> [Task requirements] Continue the article on sugar and Julia Ross's book "The Diet Cure" from the point where it ends.

> [Reading text]

Sugar trending as new dietary scourge…

Posted by: admin  /  Category: Food, Health

LAFAYETTE — The war between sugar and the bodies that love it is nothing new, but the systematic overhaul Julia Ross’ Mill Valley Recovery System and her newly updated book “The Diet Cure” give the sweet enemy new respect, and fighting it new urgency.

It’s an update to Ross’ 1999 book that offers a prospective route to effectively treating addictive dietary habits.

“I had seven publishers bid on the book,” says author and clinician Ross, to those gathered at a recent Commonwealth Club lecture at the Lafayette Library and Learning Center, “and numerous calls from editors asking me to solve their problems along the way.”

With a national move to remove fats from the diet, she said, the dietary void was filled with something else.

“We switched toward refined carbohydrates and sugar-sweetened foods,” Ross said, showing a smorgasbord of doughnuts, cookies and bread, titled, “drugged foods.”

The trends prompted Ross to overhaul her 13-year-old book.

“I recently gutted 40 percent of the book and published it again. The audience had grown … in every sense of the word,” Ross said, no humor intended.

Growing up in the 1960s, Ross said she and other Americans ate “three squares” a day and were unaccustomed to people being overweight. Few meals were skipped, and bedtime snacks were a favorite.

“It’s only been since 1970 that we’ve had a problem,” Ross said, pointing to a projected image of Twiggy, the string bean of a model whose barely-there profile she credited with launching generations of eating disordered females.

“Disfigurement, degenerative disease, death, diabetes, kidney trouble, amputation … ” she called out at the Lafayette library, before turning the full fury of her attention to sugar, citing the research of Robert Lustig, a San Francisco pediatric endocrinologist, and a number of studies from leading research institutions.

[Stored records]
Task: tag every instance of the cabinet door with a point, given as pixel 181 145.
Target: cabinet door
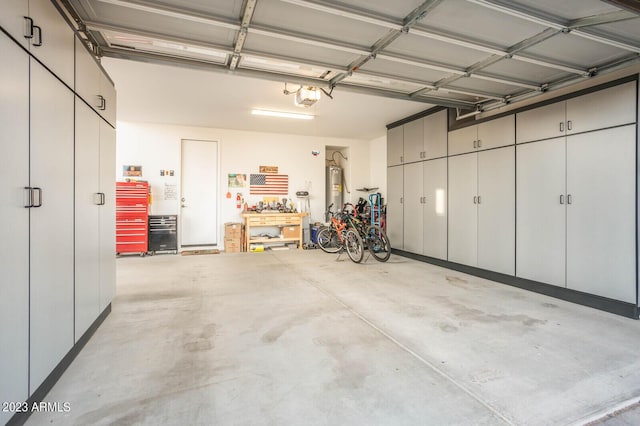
pixel 434 237
pixel 540 228
pixel 87 259
pixel 585 112
pixel 413 141
pixel 57 49
pixel 541 123
pixel 12 13
pixel 107 215
pixel 395 145
pixel 497 133
pixel 463 140
pixel 601 216
pixel 108 93
pixel 51 251
pixel 87 76
pixel 435 135
pixel 14 252
pixel 497 210
pixel 413 207
pixel 395 210
pixel 463 214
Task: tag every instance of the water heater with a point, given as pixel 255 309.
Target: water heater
pixel 334 188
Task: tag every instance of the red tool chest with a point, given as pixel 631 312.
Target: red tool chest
pixel 132 216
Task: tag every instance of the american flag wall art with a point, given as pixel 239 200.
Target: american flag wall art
pixel 268 184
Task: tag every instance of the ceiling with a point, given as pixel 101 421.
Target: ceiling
pixel 372 56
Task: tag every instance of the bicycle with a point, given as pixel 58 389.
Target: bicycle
pixel 338 237
pixel 373 236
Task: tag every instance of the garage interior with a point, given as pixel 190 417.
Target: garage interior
pixel 527 316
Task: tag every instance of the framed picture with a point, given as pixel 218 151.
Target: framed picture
pixel 237 180
pixel 132 171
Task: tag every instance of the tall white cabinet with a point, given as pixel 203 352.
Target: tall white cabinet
pixel 53 150
pixel 417 185
pixel 576 193
pixel 546 195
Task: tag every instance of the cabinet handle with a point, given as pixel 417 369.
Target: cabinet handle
pixel 39 192
pixel 28 27
pixel 29 197
pixel 39 31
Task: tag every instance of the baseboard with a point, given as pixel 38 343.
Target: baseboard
pixel 598 302
pixel 52 378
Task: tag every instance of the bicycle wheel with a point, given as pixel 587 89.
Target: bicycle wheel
pixel 378 243
pixel 328 240
pixel 354 246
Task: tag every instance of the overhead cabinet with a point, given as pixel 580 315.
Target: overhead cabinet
pixel 614 106
pixel 487 135
pixel 418 140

> [Result for this task]
“Sugar … The death rate associated with overeating is 35 million. Tobacco? Just 3.5 million. Sugar and sugar substitutes are four times more addictive than cocaine,” she said.

High-fructose corn syrup, introduced in the 1970s with its 60 percent unbound fructose, ravaged the brain’s regulatory centers, Ross said, causing an addictive, uncontrollable desire for the very thing that was creating the damage.

“Soda has increased by 135 percent, nutrition deficiencies in women have risen 430 percent. We’re dieting all the time: trying to not eat, to counterbalance the terrible foods we are consuming,” Ross said.

The solutions, she insists, are found in nourishing the brain back to health with biochemical rebalancing. Neurotransmitters found in meat, fish, eggs and cheese put saturated fats back into the diet and turn off cravings.

“The Diet Cure” — after a cautionary note to consult with a qualified health care provider before embarking on suggestions made in the book — takes readers through investigative exercises to determine food addictions, chemical imbalances and related nutritional handicaps that Ross said prevent healthy eating.

Audience questions centered on specifics, like artificial sweeteners and Ross’ opinions of other diet programs.

“Why is the FDA not involved?” asked another person.

“I’d rather not answer, but I suggest all of you address the FDA,” she encouraged.

“As a parent, what can I do in a sugar-saturated world?” a young mother asked.

“Cure your own addiction,” Ross recommended.

Answering a multitude of questions, Ross reiterated that feeding the brain required simple techniques based on science. A final question — Do you eat sugar? — prompted everyone to laugh.

Ross said she has what she calls “a healthy immunity” to sugar’s allure: She gets headaches powerful enough to steer her away from “the enemy” and motivate her to stay at the forefront of the battle against dietary addiction.